— Start of SUPPLIED RECORDS —

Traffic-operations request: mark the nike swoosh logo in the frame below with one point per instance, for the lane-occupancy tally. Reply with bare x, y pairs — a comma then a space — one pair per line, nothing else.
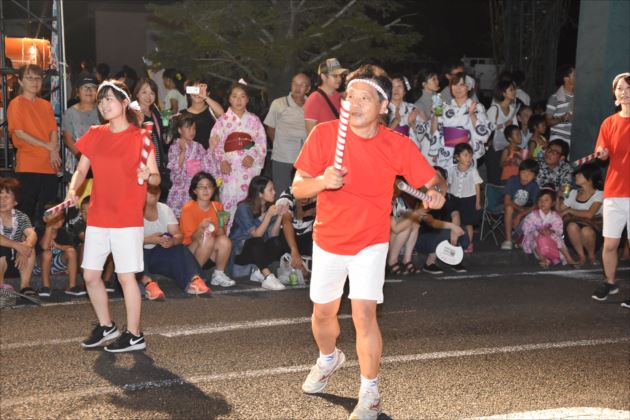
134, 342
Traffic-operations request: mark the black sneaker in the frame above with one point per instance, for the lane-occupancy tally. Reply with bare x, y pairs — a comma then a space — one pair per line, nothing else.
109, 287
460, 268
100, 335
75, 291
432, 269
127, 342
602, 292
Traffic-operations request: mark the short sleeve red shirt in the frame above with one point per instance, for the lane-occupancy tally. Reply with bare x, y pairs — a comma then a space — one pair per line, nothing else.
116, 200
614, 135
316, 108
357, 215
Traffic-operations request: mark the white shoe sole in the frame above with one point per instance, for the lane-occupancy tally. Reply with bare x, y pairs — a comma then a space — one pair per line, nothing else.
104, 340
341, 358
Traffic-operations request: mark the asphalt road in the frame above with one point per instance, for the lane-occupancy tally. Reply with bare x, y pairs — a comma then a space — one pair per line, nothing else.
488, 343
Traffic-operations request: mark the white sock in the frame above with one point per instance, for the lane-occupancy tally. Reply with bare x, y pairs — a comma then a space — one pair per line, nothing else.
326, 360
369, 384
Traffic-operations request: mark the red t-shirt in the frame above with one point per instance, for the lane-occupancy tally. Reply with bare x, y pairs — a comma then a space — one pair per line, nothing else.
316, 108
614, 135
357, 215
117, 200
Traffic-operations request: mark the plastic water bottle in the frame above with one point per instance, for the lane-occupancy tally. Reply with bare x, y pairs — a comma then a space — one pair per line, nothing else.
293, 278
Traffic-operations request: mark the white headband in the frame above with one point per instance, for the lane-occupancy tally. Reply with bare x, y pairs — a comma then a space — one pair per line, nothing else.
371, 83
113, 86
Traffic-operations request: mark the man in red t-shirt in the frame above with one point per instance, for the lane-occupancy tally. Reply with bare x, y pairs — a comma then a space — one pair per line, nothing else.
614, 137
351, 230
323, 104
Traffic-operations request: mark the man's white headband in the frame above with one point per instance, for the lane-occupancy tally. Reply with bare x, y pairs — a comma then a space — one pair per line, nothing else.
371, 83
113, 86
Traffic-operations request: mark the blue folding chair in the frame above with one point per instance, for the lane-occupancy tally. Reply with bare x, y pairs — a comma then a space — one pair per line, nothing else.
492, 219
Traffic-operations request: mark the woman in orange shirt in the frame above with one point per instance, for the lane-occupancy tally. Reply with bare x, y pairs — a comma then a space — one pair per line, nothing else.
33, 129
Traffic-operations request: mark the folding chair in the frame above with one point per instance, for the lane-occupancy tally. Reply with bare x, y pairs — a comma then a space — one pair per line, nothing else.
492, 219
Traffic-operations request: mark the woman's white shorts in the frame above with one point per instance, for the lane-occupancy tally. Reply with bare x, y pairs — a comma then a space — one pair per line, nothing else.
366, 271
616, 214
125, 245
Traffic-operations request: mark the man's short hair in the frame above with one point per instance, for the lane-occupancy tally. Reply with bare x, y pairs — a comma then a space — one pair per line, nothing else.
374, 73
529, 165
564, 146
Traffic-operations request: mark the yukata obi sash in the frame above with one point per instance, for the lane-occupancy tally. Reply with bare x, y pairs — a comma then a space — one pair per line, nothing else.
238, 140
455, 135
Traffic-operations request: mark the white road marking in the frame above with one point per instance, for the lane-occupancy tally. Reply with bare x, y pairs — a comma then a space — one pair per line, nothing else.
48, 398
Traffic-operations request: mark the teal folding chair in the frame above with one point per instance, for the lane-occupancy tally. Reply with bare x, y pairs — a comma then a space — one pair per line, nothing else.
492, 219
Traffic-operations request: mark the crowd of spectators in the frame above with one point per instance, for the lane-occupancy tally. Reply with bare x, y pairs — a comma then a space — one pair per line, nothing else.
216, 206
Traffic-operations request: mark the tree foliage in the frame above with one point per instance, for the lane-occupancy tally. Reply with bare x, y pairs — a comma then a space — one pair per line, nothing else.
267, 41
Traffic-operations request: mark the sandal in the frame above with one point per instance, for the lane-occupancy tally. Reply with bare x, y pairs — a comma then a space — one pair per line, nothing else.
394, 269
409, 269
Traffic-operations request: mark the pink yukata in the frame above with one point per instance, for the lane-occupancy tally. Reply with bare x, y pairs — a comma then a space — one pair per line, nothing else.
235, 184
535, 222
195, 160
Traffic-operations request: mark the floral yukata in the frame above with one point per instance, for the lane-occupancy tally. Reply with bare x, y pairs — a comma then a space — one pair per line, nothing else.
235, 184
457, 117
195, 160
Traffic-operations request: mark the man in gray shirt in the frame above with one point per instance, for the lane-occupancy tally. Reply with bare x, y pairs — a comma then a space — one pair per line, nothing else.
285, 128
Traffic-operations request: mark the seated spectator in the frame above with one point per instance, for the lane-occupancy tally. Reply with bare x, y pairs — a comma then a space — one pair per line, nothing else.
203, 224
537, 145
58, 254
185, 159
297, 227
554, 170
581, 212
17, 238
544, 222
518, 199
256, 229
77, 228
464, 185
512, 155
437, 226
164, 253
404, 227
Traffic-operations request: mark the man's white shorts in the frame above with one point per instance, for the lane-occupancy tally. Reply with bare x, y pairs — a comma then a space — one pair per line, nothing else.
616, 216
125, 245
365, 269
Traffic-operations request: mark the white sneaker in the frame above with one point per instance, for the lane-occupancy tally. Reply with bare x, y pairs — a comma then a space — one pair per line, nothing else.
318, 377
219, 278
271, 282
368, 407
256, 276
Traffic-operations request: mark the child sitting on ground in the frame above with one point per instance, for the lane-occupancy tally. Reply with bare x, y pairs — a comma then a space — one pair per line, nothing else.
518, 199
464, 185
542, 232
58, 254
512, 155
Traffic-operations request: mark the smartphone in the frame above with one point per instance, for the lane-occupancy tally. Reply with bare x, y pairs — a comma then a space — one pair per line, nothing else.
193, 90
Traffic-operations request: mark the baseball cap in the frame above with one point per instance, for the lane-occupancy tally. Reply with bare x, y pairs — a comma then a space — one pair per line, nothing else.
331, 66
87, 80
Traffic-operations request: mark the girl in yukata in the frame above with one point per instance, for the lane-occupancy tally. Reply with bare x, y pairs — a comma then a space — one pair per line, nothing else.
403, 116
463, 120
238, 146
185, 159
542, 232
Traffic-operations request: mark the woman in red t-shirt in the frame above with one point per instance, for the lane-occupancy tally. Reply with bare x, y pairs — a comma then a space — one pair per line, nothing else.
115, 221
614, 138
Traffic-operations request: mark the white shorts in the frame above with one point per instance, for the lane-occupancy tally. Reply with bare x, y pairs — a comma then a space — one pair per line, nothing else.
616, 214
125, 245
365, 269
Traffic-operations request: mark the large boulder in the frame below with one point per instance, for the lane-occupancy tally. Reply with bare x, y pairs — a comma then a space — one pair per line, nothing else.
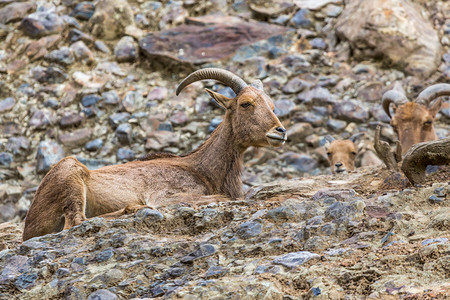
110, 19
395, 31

— End of SUPPLIED RECORDS —
— Start of SUPPLIED RECORDS —

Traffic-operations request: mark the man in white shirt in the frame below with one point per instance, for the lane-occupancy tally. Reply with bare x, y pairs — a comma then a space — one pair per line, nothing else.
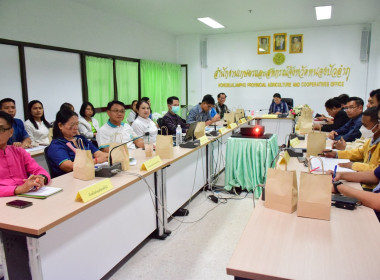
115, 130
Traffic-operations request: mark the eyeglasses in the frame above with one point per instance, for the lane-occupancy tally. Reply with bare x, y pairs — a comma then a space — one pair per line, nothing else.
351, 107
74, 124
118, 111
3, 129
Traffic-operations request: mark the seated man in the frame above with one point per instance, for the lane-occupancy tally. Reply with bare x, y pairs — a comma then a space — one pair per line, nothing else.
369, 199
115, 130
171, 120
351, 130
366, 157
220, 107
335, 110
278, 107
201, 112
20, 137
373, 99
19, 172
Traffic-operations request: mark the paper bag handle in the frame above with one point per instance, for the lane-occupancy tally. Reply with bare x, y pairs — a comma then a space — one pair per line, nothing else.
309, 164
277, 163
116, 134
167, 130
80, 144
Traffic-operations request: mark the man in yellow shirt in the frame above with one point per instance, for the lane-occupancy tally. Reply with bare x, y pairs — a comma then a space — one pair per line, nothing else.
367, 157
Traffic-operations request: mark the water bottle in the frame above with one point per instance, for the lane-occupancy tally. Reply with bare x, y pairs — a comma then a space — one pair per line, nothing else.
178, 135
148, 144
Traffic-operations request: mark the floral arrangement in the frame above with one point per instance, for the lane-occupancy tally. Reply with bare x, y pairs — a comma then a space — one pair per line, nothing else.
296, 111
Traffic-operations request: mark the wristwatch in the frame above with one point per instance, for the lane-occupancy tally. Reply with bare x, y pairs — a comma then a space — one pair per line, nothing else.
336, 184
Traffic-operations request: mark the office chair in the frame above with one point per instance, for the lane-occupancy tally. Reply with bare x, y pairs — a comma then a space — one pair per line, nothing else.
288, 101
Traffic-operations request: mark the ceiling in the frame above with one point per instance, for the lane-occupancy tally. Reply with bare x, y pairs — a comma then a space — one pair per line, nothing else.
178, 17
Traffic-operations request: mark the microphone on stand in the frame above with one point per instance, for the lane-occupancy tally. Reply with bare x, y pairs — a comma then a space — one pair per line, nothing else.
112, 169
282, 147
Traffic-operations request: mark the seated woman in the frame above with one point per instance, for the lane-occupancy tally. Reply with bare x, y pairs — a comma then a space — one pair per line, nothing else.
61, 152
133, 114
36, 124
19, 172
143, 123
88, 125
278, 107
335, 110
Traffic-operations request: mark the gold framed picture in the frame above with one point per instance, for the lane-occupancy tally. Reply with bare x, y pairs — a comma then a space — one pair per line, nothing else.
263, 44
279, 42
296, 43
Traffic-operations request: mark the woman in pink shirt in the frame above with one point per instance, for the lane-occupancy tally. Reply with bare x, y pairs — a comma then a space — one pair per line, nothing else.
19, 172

— End of SUPPLIED RECORDS —
— Start of SUPPLIED RECORDS —

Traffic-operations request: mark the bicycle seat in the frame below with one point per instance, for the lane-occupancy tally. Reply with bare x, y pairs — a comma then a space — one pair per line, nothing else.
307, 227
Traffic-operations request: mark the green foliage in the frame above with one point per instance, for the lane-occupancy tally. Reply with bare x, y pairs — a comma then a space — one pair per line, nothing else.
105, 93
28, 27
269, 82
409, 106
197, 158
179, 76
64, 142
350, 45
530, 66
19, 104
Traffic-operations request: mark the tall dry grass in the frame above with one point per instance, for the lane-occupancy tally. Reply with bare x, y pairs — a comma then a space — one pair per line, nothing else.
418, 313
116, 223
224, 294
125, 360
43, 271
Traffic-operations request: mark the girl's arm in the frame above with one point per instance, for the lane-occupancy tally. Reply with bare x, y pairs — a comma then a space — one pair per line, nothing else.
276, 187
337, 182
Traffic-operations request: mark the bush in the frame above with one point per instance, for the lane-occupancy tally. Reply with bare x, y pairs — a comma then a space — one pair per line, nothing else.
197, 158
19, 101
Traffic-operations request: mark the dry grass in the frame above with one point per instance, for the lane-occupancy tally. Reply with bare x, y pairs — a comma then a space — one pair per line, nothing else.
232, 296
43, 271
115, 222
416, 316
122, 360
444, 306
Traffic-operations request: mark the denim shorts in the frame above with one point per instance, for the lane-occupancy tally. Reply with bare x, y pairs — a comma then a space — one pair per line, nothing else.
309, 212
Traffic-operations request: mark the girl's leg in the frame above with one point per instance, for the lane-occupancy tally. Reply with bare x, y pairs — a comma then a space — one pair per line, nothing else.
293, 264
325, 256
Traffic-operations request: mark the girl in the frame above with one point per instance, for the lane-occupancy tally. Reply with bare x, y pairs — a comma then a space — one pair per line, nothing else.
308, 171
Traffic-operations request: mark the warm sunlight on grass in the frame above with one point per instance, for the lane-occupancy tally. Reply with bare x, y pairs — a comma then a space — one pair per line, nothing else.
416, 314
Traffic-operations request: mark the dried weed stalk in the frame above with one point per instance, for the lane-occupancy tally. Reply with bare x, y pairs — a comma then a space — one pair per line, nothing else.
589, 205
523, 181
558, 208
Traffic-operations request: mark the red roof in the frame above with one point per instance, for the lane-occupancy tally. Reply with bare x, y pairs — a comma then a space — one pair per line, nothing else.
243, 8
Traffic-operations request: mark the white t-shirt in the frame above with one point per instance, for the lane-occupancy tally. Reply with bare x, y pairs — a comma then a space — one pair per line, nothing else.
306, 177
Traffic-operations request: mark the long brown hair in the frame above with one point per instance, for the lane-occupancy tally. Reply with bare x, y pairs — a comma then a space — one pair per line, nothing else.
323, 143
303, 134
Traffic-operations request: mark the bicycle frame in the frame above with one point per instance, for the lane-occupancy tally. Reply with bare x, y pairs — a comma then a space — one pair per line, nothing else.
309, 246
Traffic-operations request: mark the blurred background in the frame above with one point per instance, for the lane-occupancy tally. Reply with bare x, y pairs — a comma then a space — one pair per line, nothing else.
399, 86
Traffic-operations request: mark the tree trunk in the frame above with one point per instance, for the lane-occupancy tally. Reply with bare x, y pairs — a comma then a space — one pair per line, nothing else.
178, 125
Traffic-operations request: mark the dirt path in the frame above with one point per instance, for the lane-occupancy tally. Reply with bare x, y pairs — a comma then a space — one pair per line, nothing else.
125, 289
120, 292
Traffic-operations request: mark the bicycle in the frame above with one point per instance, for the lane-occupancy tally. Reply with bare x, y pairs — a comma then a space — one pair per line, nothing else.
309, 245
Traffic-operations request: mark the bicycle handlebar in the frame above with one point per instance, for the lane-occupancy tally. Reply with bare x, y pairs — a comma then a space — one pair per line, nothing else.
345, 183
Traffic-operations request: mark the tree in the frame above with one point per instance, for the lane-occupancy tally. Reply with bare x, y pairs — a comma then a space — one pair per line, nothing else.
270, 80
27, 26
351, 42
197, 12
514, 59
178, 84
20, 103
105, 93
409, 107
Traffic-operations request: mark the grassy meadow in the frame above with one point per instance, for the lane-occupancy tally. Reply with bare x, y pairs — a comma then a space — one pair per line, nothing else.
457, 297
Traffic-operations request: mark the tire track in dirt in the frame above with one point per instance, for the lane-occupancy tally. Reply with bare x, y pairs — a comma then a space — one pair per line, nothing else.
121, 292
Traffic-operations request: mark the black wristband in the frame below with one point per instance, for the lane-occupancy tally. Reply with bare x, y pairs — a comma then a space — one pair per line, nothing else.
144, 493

— End of SUPPLIED RECORDS —

_DO THIS_: Count how many of the lines above contain the word "folding" and reply with that number alone.

_RESPONSE_: 3